● What the task requires
Answer these from the OpenTelemetry setup guide:
(a) Which component visualizes trace call chains and service dependencies?
(b) What address does the architecture diagram give for Kibana?
(c) Which folder holds the OpenTelemetry stack?
--- START Document excerpt ---
OpenTelemetry Setup Guide

This guide explains how to set up and configure OpenTelemetry for distributed tracing and metrics in Wegent.

Overview

Wegent uses OpenTelemetry to collect and export telemetry data (traces, metrics, and logs) for observability. The default setup uses:

OpenTelemetry Collector: Receives telemetry data via OTLP protocol
Jaeger: Visualizes trace call chains and service dependencies
Elasticsearch: Stores traces, metrics, and logs for long-term storage
Kibana: Visualizes and queries the collected data

Architecture

┌─────────────────┐     ┌─────────────────┐     ┌─────────────────┐
│  wegent-backend │     │ executor-manager│     │    executor     │
│   (OTEL SDK)    │     │   (OTEL SDK)    │     │   (OTEL SDK)    │
└────────┬────────┘     └────────┬────────┘     └────────┬────────┘
         │                       │                       │
         │         OTLP (gRPC)   │                       │
         └───────────────────────┼───────────────────────┘
                                 │
                                 ▼
                    ┌────────────────────────┐
                    │  OpenTelemetry Collector│
                    │    (otel-collector)    │
                    └────────────┬───────────┘
                                 │
                    ┌────────────┴───────────┐
                    │                        │
                    ▼                        ▼
       ┌────────────────────┐   ┌────────────────────────┐
       │       Jaeger       │   │     Elasticsearch      │
       │  (Trace UI/链路图)  │   │  (Long-term Storage)   │
       │  localhost:16686   │   │                        │
       └────────────────────┘   └────────────┬───────────┘
                                             │
                                             ▼
                                ┌────────────────────────┐
                                │        Kibana          │
                                │   (Query & Dashboard)  │
                                │    localhost:5601      │
                                └────────────────────────┘

Quick Start

1. Start the Observability Services

The OpenTelemetry stack is in a separate folder telemetry/ to keep it independent from business services.
--- END Document excerpt ---
--- START Dataset excerpt ---
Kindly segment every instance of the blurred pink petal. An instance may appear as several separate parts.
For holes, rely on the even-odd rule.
--- END Dataset excerpt ---
● Response below
(a) Jaeger
(b) localhost:5601
(c) telemetry/